# Document extract
Analysis by ICP Atomic Emission Spectrometry in Accordance with the ICH Q3D Guideline for Elemental Impurities Using ICPE-9820

Importance of Elemental Impurity Analysis in Pharmaceuticals

Ensuring the safety and efficacy of pharmaceutical products requires strict control of elemental impurities. The ICH Q3D guideline identifies 24 toxic metals—such as lead, cadmium, mercury and arsenic—with established permitted daily exposure (PDE) limits. Reliable, sensitive multi-element analysis is essential during drug development and quality control to demonstrate compliance with global regulatory requirements.

Objectives and Study Overview

This study demonstrates the application of inductively coupled plasma atomic emission spectrometry (ICP-AES) using the Shimadzu ICPE-9820 instrument to quantify 24 elemental impurities in two dosage forms: an ophthalmic solution and a solid oral tablet. The goal was to verify that measured concentrations meet ICH Q3D PDE limits and to evaluate method performance via spike-and-recovery tests and detection-limit assessments.

Methodology and Instrumentation

Sample preparation and analysis followed standardized procedures:

• Ophthalmic solution: Acidified with HCl/NH₃ and diluted 1:5; internal standard Y at 0.5 mg/L.

# Given information
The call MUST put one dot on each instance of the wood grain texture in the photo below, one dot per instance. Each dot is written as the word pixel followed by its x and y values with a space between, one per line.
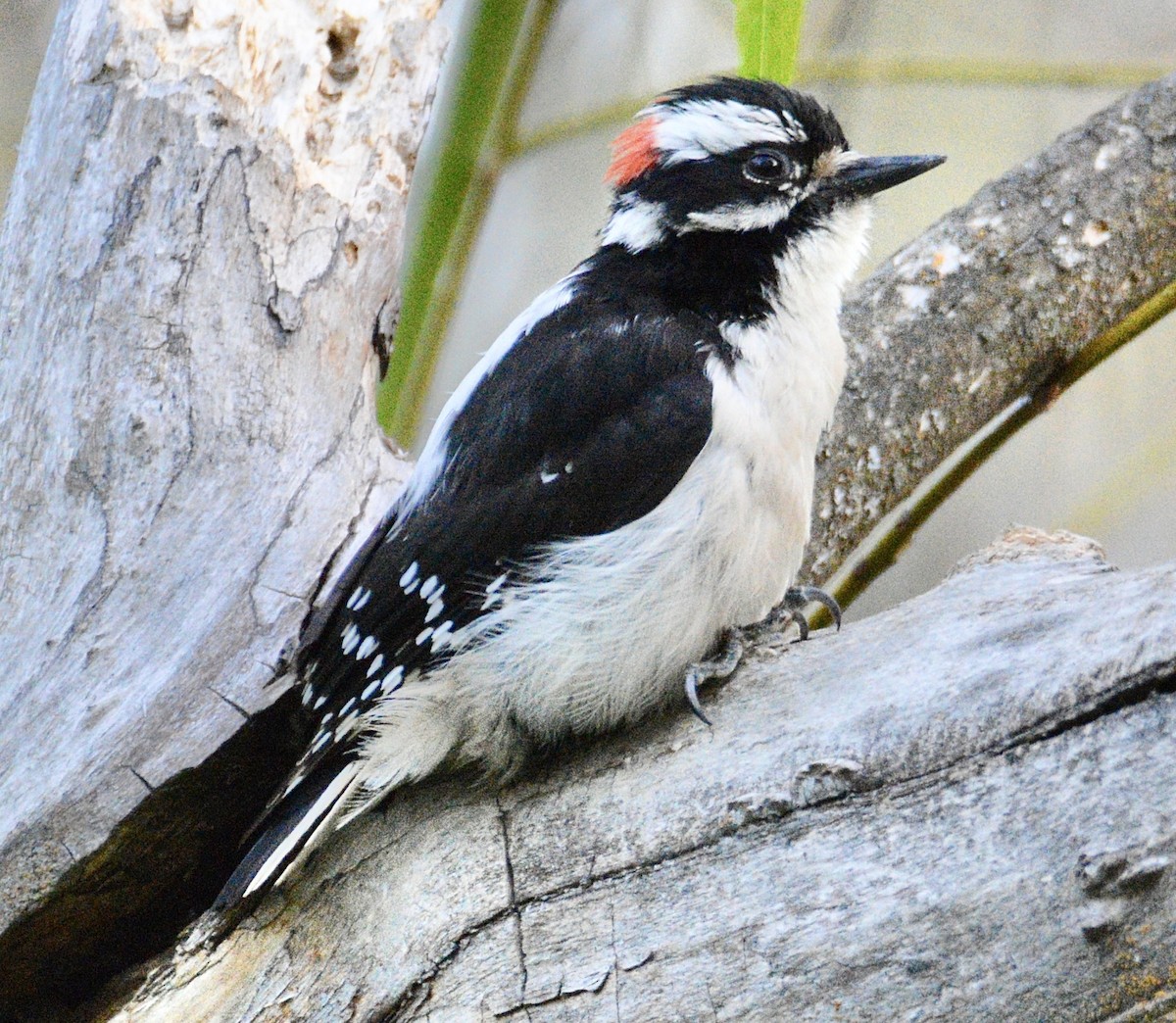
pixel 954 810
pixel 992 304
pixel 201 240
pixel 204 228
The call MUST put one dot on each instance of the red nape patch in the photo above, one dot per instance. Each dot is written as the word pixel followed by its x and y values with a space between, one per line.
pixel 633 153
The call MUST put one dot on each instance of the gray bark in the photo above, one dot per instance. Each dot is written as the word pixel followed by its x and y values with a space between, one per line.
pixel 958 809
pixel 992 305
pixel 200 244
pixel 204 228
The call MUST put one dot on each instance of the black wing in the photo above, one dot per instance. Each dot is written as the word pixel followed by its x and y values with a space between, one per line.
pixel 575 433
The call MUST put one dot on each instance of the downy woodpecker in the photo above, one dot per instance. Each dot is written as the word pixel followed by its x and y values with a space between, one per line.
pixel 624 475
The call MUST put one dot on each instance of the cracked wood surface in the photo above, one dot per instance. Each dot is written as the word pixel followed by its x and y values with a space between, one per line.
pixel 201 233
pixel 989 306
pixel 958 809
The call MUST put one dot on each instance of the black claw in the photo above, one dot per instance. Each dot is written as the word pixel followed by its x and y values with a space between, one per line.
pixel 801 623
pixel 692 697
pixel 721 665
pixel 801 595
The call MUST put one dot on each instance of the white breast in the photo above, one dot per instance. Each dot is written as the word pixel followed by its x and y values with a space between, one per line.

# Exercise description
Provide the next part of the article on ICH Q3D elemental impurity analysis, picking up after its final line. The data play no part in the work.

# Response to the task
• Tablet: Two tablets (0.2 g total) digested by microwave in HCl/HNO₃, diluted to 20 mL (50×), with internal standards Y (0.5 mg/L) and In (1.0 mg/L).
• Calibration: Internal standard calibration curves for all elements and spike-and-recovery experiments at relevant concentrations.

Used Instrumentation

The Shimadzu ICPE-9820 multi-type ICP-AES was employed under the following conditions:

• Radiofrequency power: 1.2 kW
• Plasma gas flowrate: 10 L/min; auxiliary: 0.6 L/min; carrier: 0.7 L/min
• Sample introduction: Nebulizer 10 with cyclone mist chamber
• Observation: Axial high-sensitivity CCD detection with mini-torch plasma
• Eco mode and vacuum optics to reduce argon consumption

Main Results and Discussion

All 24 elements in both the ophthalmic solution and tablet were below the ICH Q3D PDE limits. Spike-and-recovery rates ranged from 95 % to 107 %, demonstrating accuracy. Detection limits, after accounting for dilution factors, were well below the maximum allowed concentrations. These results confirm that the ICPE-9820 method reliably meets regulatory requirements while delivering high throughput and low operational cost.

Benefits and Practical Applications

Key advantages of this ICP-AES approach include:

• Simultaneous multi-element quantification in a single run
• High sensitivity and precision via axial observation and CCD detection
• Reduced argon consumption through mini-torch design and vacuum optics
• Streamlined sample preparation compatible with routine QC workflows
• Full compliance with ICH Q3D guidelines for pharmaceutical elemental impurities

Future Trends and Opportunities

Advances in instrumentation and automation will further accelerate elemental impurity testing. Emerging areas include coupling ICP-AES with automated sample handling, integration of real-time data analytics for rapid decision-making, and expanded guidelines addressing new drug modalities. Green analytical chemistry initiatives will continue driving reduced gas consumption and alternative plasma sources.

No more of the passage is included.